** 任务要求 **
(A) 根据下文关于政府与NGO合作扶贫的正文,回答以下问题:
(i) 康晓光在该项目中担任什么职务?
(ii) 亚洲开发银行为该项目提供了多少资金?
(iii) 至截稿时,有多少个NGO报名参与招标?
(B) 将下文关于政府与NGO合作扶贫的正文中从“政府扶贫资源首次向NGO开放”起至“目的设计、管理、评估和推广。”止的这一段一字不改地抄录出来。

** 正文 **
政府扶贫资源首次向NGO开放,是中国的扶贫模式从政府“包办”向“政府—非政府组织”携手合作转变的第一步
2005年12月19日,被中国人民大学农业与农村发展学院教授康晓光称为中国扶贫事业和NGO发展史上“具有历史意义的一天”。
是日,国务院扶贫办、亚洲开发银行、江西省扶贫办和中国扶贫基金会在人民大会堂启动了“政府和非政府组织(NGO)合作实施村级扶贫规划项目”,康晓光是该项目的招标评选委员会主席。
国务院扶贫办和江西省扶贫办将提供1100万元人民币的财政扶贫资金,全权委托中国扶贫基金会向NGO公开招标,在江西省的22个重点贫困村实施村级扶贫计划项目。同时,亚洲开发银行提供了100万美元,用于支持非政府组织村级扶贫规划试点项目的设计、管理、评估和推广。
中国扶贫基金会称,第一期6个试点村的招标工作正在进行,将向全社会公开招标选择2~3家NGO,中标者将支配每个村50万的扶贫款。至截稿时,已经有9个NGO报名参与招标。其中包括中国国际民间组织合作促进会、安徽霍山中荷项目和江西青少年发展基金会等。

** 存储数据 **
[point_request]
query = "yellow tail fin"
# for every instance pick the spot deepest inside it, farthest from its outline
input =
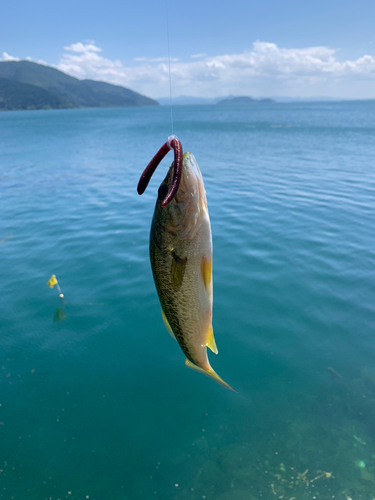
(210, 373)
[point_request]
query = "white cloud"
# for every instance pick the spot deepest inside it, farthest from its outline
(266, 69)
(156, 59)
(80, 47)
(7, 57)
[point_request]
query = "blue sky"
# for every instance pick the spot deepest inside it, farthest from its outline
(296, 48)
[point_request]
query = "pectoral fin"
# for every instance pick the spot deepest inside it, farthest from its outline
(167, 325)
(177, 271)
(210, 373)
(206, 272)
(211, 341)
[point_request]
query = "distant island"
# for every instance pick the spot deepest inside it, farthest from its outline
(243, 101)
(28, 85)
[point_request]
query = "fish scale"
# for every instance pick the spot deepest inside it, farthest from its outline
(181, 261)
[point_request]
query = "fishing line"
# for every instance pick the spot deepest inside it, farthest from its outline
(169, 66)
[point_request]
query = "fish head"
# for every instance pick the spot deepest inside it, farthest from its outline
(183, 213)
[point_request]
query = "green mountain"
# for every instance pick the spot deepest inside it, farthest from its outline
(70, 90)
(17, 95)
(243, 101)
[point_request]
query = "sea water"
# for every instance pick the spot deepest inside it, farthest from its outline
(95, 400)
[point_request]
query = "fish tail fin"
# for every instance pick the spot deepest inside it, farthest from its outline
(209, 372)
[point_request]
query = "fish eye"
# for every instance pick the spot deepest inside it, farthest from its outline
(163, 190)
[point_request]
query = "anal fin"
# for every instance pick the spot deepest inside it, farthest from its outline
(210, 373)
(211, 341)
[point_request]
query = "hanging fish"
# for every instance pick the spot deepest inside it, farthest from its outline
(181, 256)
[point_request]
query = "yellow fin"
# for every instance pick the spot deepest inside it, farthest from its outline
(206, 271)
(210, 373)
(52, 281)
(177, 271)
(211, 341)
(167, 325)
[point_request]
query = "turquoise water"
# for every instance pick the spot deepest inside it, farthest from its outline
(95, 399)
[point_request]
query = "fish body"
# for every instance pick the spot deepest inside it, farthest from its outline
(181, 261)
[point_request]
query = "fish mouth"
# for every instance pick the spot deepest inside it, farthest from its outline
(191, 181)
(172, 143)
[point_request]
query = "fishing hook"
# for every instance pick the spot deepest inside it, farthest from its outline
(174, 143)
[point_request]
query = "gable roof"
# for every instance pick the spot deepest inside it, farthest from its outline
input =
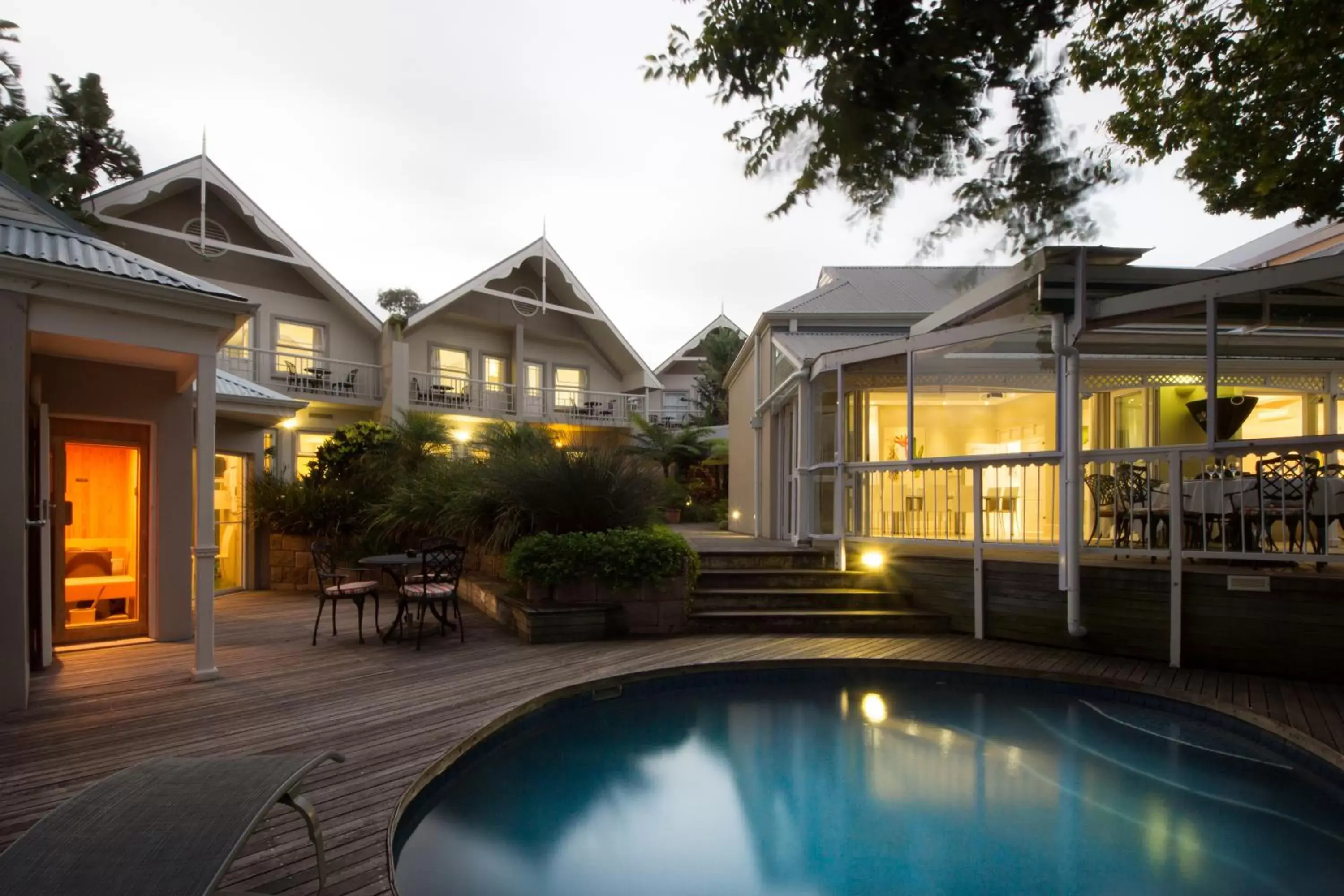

** 参考答案 **
(A)
(i) 招标评选委员会主席
(ii) 100万美元
(iii) 9个

(B)
政府扶贫资源首次向NGO开放,是中国的扶贫模式从政府“包办”向“政府—非政府组织”携手合作转变的第一步
2005年12月19日,被中国人民大学农业与农村发展学院教授康晓光称为中国扶贫事业和NGO发展史上“具有历史意义的一天”。
是日,国务院扶贫办、亚洲开发银行、江西省扶贫办和中国扶贫基金会在人民大会堂启动了“政府和非政府组织(NGO)合作实施村级扶贫规划项目”,康晓光是该项目的招标评选委员会主席。
国务院扶贫办和江西省扶贫办将提供1100万元人民币的财政扶贫资金,全权委托中国扶贫基金会向NGO公开招标,在江西省的22个重点贫困村实施村级扶贫计划项目。同时,亚洲开发银行提供了100万美元,用于支持非政府组织村级扶贫规划试点项目的设计、管理、评估和推广。